_DOCUMENT SEGMENT_:
• • •

GradScaler

class paddle.amp. GradScaler ( enable=True, init_loss_scaling=65536.0, incr_ratio=2.0, decr_ratio=0.5, incr_every_n_steps=2000, decr_every_n_nan_or_inf=1, use_dynamic_loss_scaling=True ) [source]

GradScaler is used for Auto-Mixed-Precision training in dynamic graph mode. It controls the scaling of loss, helps avoiding numerical overflow. The object of this class has nineteen methods scale(), unscale_(), minimize(), step(), update() and get/set api of parameters.

scale() is used to multiply the loss by a scale ratio. unscale_() is used to unscale the gradients of parameters, multiplies the gradients of parameters by 1/(scale ratio) minimize() is similar as optimizer.minimize(), performs parameters updating, and it will update the loss_scaling, it equal to step() + update(). step() is similar as optimizer.step(), which performs parameters updating. update is used to update the loss_scaling.

Commonly, it is used together with paddle.amp.auto_cast to achieve Auto-Mixed-Precision in dynamic graph mode.

Parameters
  • enable (bool, optional) – Enable loss scaling or not. Default is True.

  • init_loss_scaling (float, optional) – The initial loss scaling factor. Default is 65536.0.

• • •

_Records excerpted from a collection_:
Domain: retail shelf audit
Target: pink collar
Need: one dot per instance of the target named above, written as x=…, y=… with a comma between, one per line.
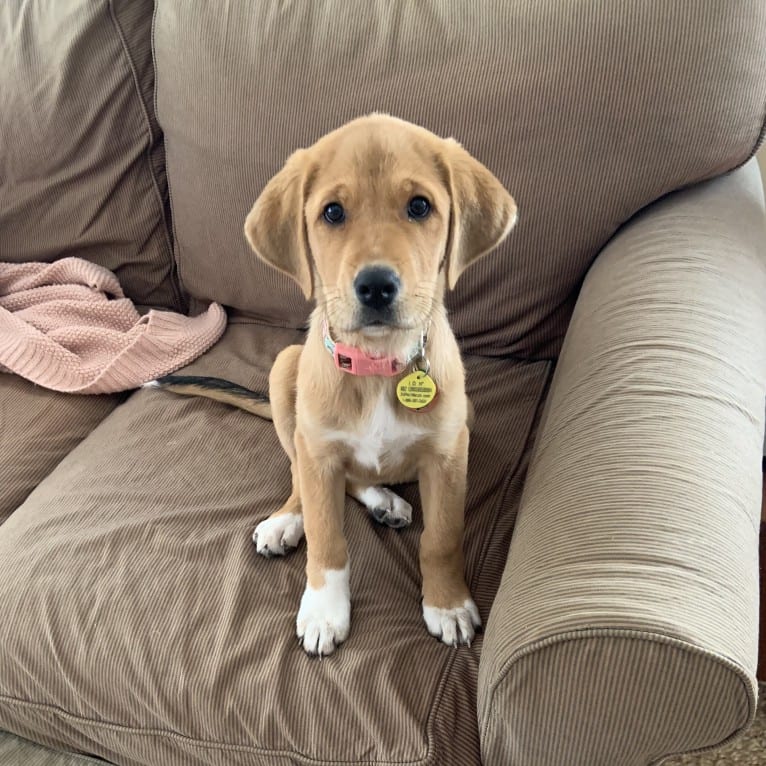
x=357, y=362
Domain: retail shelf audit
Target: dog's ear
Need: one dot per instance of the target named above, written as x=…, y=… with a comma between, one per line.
x=276, y=228
x=482, y=212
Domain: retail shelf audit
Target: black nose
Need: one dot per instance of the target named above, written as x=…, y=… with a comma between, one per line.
x=376, y=287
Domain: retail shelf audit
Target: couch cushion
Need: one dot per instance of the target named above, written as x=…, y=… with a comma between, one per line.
x=81, y=161
x=587, y=111
x=140, y=625
x=37, y=429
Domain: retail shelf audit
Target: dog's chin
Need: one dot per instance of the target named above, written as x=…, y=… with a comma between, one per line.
x=376, y=330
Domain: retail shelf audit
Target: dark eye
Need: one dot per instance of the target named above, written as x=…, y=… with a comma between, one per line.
x=334, y=213
x=418, y=208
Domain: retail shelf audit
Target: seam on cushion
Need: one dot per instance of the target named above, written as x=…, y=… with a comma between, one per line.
x=173, y=234
x=148, y=151
x=204, y=744
x=639, y=635
x=761, y=136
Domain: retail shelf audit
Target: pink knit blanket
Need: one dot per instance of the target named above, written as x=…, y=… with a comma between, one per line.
x=68, y=326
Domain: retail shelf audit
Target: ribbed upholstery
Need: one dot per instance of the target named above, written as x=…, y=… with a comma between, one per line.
x=81, y=160
x=625, y=626
x=37, y=429
x=586, y=110
x=174, y=643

• • •

_EXERCISE REQUIREMENTS_:
[A] Return the passage of the GradScaler documentation from "scale() is used" up to and including "Default is 65536.0.", copied word for word.
[B] List every parameter name in the class signature shown in the GradScaler documentation.

_SOLUTIONS BY TASK_:
[A]
scale() is used to multiply the loss by a scale ratio. unscale_() is used to unscale the gradients of parameters, multiplies the gradients of parameters by 1/(scale ratio) minimize() is similar as optimizer.minimize(), performs parameters updating, and it will update the loss_scaling, it equal to step() + update(). step() is similar as optimizer.step(), which performs parameters updating. update is used to update the loss_scaling.

Commonly, it is used together with paddle.amp.auto_cast to achieve Auto-Mixed-Precision in dynamic graph mode.

Parameters
  • enable (bool, optional) – Enable loss scaling or not. Default is True.

  • init_loss_scaling (float, optional) – The initial loss scaling factor. Default is 65536.0.

[B] enable, init_loss_scaling, incr_ratio, decr_ratio, incr_every_n_steps, decr_every_n_nan_or_inf, use_dynamic_loss_scaling